Items from a dataset
################
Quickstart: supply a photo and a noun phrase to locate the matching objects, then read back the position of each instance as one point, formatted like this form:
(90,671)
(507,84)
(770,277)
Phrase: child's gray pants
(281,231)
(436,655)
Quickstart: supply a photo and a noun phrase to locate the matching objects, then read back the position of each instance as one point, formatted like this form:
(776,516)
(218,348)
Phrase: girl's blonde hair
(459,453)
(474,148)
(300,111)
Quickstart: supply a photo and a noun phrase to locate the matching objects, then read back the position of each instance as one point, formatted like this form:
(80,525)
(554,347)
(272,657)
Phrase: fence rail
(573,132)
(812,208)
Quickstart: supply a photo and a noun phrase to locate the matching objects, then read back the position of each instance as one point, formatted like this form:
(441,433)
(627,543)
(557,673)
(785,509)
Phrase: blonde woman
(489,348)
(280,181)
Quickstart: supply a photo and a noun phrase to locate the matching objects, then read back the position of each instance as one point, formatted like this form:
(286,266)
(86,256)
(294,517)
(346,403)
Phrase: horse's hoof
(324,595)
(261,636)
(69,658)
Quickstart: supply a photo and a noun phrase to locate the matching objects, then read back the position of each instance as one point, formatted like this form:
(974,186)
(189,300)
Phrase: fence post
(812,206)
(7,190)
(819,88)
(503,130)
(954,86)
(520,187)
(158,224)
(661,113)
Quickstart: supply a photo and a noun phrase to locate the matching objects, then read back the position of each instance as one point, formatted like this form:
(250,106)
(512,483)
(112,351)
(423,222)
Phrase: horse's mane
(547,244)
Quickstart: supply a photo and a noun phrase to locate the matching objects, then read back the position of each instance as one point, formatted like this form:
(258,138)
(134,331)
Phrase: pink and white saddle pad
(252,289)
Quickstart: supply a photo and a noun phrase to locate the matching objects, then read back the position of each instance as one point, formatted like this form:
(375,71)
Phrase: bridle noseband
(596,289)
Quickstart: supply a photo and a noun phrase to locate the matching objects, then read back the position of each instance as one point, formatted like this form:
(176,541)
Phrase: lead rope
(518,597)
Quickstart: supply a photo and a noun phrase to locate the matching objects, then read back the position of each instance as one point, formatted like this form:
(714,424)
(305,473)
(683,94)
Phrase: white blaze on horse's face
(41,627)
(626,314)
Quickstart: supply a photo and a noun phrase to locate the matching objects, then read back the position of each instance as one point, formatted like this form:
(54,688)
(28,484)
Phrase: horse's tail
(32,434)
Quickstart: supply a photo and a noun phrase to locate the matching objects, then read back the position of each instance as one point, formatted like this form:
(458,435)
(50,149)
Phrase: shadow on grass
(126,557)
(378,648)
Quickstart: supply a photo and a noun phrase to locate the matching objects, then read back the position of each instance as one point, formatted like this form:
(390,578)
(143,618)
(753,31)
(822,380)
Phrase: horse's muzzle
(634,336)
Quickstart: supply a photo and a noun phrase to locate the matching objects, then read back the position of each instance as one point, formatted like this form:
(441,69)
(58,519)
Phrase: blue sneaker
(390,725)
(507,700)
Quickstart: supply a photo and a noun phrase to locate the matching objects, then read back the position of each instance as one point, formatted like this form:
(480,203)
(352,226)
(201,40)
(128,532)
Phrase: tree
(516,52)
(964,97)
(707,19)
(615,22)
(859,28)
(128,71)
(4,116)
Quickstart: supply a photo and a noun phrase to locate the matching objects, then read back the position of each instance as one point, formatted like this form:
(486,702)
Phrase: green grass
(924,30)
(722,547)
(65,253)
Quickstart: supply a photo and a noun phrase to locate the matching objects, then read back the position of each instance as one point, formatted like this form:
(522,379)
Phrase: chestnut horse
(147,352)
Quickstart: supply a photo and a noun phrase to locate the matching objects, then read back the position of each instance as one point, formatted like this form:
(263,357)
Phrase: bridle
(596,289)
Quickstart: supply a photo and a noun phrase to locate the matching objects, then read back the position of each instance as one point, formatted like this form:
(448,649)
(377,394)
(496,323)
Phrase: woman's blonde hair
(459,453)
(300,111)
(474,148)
################
:: Brief ::
In your answer, print every entry exactly as it appears.

:: Exercise response ::
Quickstart: supply a photo and a noun phrase to locate the matching objects, then read back the position of each instance as one point, formatted like this form:
(90,671)
(507,84)
(770,277)
Phrase: child's gray pants
(281,231)
(436,655)
Quickstart: supply a photo and a noun phrase to locate the matching objects, then read back the position of each instance as one point, formatted like this form:
(776,516)
(218,348)
Phrase: girl's blonde hair
(459,453)
(474,148)
(300,111)
Quickstart: supply a photo and a noun phrase to locate the matching objects, then read back the position of each instance as one point, formatted like this form:
(80,525)
(554,347)
(272,657)
Phrase: fence rail
(573,132)
(812,208)
Quickstart: supply a photo and a noun phrase to locate the matching objects, then read back the position of each instance as one point, formatted like this form:
(441,433)
(627,543)
(557,673)
(785,509)
Phrase: blonde woman
(489,348)
(280,181)
Quickstart: supply a photo and a noun phrase to locate the matching objects, then read back the position of each instance as one point, formatted like this form:
(286,266)
(86,256)
(294,517)
(346,403)
Phrase: horse's hoof
(324,595)
(261,636)
(69,658)
Quickstart: supply a photo and a noun phrase to locate the matching objects, then read back the position of each instance as one point, formatted like this form:
(974,186)
(189,300)
Phrase: fence post
(812,206)
(7,190)
(819,88)
(503,130)
(954,86)
(520,187)
(158,224)
(661,113)
Quickstart: supply a photo and a noun phrase to locate the matching objects, then read back the position of each instance as one point, formatted like this form:
(250,106)
(512,483)
(112,351)
(423,222)
Phrase: horse's mane
(547,244)
Quickstart: supply a photo and a noun phrase to locate the matching objects, then read back the position of each instance as one point, formatted like this form:
(258,138)
(134,331)
Phrase: pink and white saddle pad
(252,289)
Quickstart: supply a photo and a noun phrase to locate the matching objects, then read back the position of each instance as one point, formatted like this form:
(375,71)
Phrase: bridle noseband
(596,289)
Quickstart: supply a photo and a noun phrase to locate the matching objects, then read back the position of each instance as one point, formatted like this form:
(176,541)
Phrase: lead rope
(518,597)
Quickstart: supply a photo and a noun phrase to locate the matching objects, then read back the position of each instance as one point, formatted like this form:
(714,424)
(305,473)
(683,94)
Phrase: white blaze on horse's face
(41,627)
(626,314)
Quickstart: supply a photo and a noun phrase to locate the matching objects, then read back the position of each instance as one point, formatted like this form:
(54,688)
(28,484)
Phrase: horse's tail
(32,434)
Quickstart: supply a photo and a noun phrase to locate the matching objects, then read back the position of each instance as one point, formatted like this form:
(458,435)
(50,149)
Phrase: shadow on grass
(126,557)
(378,648)
Quickstart: supply a photo and a noun phrase to locate the matching objects, then read back the position of each instance as one point, formatted like this form:
(390,578)
(143,618)
(753,31)
(822,380)
Phrase: horse's muzzle
(634,336)
Quickstart: supply a photo and a noun phrase to locate the matching objects, then read back the position of each instance as one point, formatted like this form:
(441,69)
(58,519)
Phrase: blue sneaker
(390,725)
(507,700)
Quickstart: supply a photo and a noun phrase to locate the matching objects, then read back the position of each instance as one point, formatted like this form:
(480,203)
(352,226)
(201,40)
(128,532)
Phrase: tree
(516,52)
(964,97)
(707,19)
(615,22)
(859,28)
(128,71)
(4,116)
Quickstart: supply a photo and a noun phrase to locate the matching objects, then read back the position of each instance as one point, formatted like this form:
(486,702)
Phrase: green grass
(924,30)
(722,547)
(65,253)
Quickstart: supply a photo and a noun phrase to locate the matching objects, then read back the position of each instance as one point, formatted like this form:
(522,379)
Phrase: chestnut horse
(147,352)
Quickstart: supply a photo and a noun phrase to locate the matching objects, then read back the position of each instance as one point, formatted like this form:
(263,357)
Phrase: bridle
(596,289)
Quickstart: supply a photo and a noun phrase to locate the matching objects, then read back the position of each instance as one point, formatted like this form:
(448,649)
(377,394)
(496,323)
Phrase: woman's blonde hair
(459,453)
(300,111)
(474,148)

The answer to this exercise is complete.